STATED GOAL A:
Please translate this sentence from the Sean Bean profile into Spanish: "Those are more interesting to me than characters who spout off constantly."
STATED GOAL B:
In one to three sentences, explain why, according to the Sean Bean profile, Bean prefers parts where a lot is unspoken.

[begin SELECTED PASSAGE]

COMPLEX DEPTHS OF A QUIET, PROUD BRIT
THE words Sean Bean and domestic god may seem unlikely bedfellows but here I am being made a cup of tea by the ruggedly handsome star in the gleaming kitchen of his swish London home.
A soothing trickle comes from a pond stocked with koi carp in the courtyard outside, while his cheery, very attractive wife Georgina Sutcliffe, 32, clears away the remains of a late lunch.
It’s a cherished sanctuary from a hectic whirl of film sets for the in-demand actor, who has already this year notched up two movies in South Africa and one in Norway (from which he returned only the night before) while in a few days he is off to Russia to make a film with Christian Slater.
“I’m going to the Crimea where I originally started doing Sharpe nearly 20 years ago so that’s going to be a head-spinner,” he says, recalling the television role that made his name, before Hollywood beckoned.
The week holds another excitement: Sean and Georgina, a Rada-trained actress who he married in 2008, are going to act together for the first time when they shoot a scene for Age Of Heroes, the project Bean has just returned from filming in the mountains of Norway.
It’s an old-fashioned Second World War adventure yarn based on the true story of a specially formed commando unit, a forerunner of elite forces like the SAS, which, under the supervision of Ian Fleming, slipped into Norway to capture an advanced German radar kit.
“It’s a very good Second World War action film of a kind we haven’t made for 30 years, so it’s a breath of fresh air,” says Sean, likening it to Where Eagles Dare.
It’s also an attempt to celebrate some British heroics for a change. “We have plenty of films about the Americans and their heroics but very few about our own,” says Bean, a proud Briton who can take or leave Hollywood these days.
In a case of art imitating life, Georgina plays the wife of Bean’s maverick Royal Marine. “I’m quite looking forward to it; I think we both are,” he says rather sweetly. “I’ve never worked with her before so it should be interesting. We’ve got a scene in a car so we might pop into the car later and practise our lines.”
If it’s anything like a typical “Bean scene” the Sheffield-born star won’t do much talking. Customarily cast as man of action, there’s a sense of complex emotions beneath the surface with Bean that, in his best roles (like last year’s acclaimed TV drama Red Riding) makes him riveting to watch.
His new film, medieval horror Black Death, is a case in point: Bean plays god-fearing knight Ulrich, who might just as easily say a prayer for you, or slice your head off.
“I like the parts where a lot is unspoken,” he says. “Those are more interesting to me than characters who spout off constantly. I think there’s a great deal of information you can convey with looks or silence.”
It’s tempting to make parallels with the man himself and Bean concedes there are similarities. “I don’t believe you just create a character out of thin air, there’s always something of yourself you bring,” he admits. “I am quite quiet, I don’t feel as though I have to express myself with words too often. Maybe I should do more.”

[end SELECTED PASSAGE]
[begin DATASET]

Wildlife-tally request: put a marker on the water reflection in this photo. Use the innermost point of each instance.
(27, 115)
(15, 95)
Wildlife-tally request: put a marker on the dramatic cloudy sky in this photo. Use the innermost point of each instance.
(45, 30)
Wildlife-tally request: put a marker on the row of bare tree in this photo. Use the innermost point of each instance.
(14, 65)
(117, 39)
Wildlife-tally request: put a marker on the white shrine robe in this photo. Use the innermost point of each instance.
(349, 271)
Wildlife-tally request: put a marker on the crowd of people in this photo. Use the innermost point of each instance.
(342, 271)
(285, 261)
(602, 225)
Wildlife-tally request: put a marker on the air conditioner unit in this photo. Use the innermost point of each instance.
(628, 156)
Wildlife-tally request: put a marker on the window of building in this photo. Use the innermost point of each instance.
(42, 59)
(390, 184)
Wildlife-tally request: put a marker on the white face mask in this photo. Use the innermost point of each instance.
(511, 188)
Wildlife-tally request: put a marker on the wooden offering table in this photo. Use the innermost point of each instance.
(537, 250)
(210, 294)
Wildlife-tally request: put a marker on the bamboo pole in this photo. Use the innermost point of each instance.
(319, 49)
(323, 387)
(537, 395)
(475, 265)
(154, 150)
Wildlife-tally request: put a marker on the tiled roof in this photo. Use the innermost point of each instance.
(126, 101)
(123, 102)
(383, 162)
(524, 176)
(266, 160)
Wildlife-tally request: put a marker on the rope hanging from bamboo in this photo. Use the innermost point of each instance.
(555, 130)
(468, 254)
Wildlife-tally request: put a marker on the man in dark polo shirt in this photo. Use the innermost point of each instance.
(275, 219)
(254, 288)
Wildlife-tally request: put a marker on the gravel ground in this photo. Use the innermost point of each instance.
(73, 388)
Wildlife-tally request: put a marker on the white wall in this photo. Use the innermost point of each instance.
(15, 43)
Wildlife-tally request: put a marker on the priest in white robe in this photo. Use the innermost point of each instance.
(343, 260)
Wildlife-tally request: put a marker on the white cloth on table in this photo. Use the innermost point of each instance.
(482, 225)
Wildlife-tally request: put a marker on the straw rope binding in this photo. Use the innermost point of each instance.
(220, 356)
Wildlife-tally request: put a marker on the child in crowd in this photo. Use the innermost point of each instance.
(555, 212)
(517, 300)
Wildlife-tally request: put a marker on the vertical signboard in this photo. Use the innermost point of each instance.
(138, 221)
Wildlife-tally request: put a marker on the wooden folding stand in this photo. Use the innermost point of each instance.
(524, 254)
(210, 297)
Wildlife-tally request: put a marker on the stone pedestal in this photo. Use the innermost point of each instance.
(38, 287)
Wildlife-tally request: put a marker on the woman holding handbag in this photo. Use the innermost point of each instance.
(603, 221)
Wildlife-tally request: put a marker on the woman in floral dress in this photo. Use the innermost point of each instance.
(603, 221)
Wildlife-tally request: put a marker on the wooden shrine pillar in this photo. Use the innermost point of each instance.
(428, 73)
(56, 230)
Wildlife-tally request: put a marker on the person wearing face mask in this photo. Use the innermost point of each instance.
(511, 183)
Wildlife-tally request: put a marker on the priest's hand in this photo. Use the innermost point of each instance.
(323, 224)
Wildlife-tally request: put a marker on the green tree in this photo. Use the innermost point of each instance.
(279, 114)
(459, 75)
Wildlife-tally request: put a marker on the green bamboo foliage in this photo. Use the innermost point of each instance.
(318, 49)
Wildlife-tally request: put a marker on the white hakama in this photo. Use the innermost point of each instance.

[end DATASET]

CORRECT OUTPUT A:
Esos me resultan más interesantes que los personajes que hablan sin parar.

CORRECT OUTPUT B:
He finds them more interesting than characters who spout off constantly. He believes a great deal of information can be conveyed with looks or silence.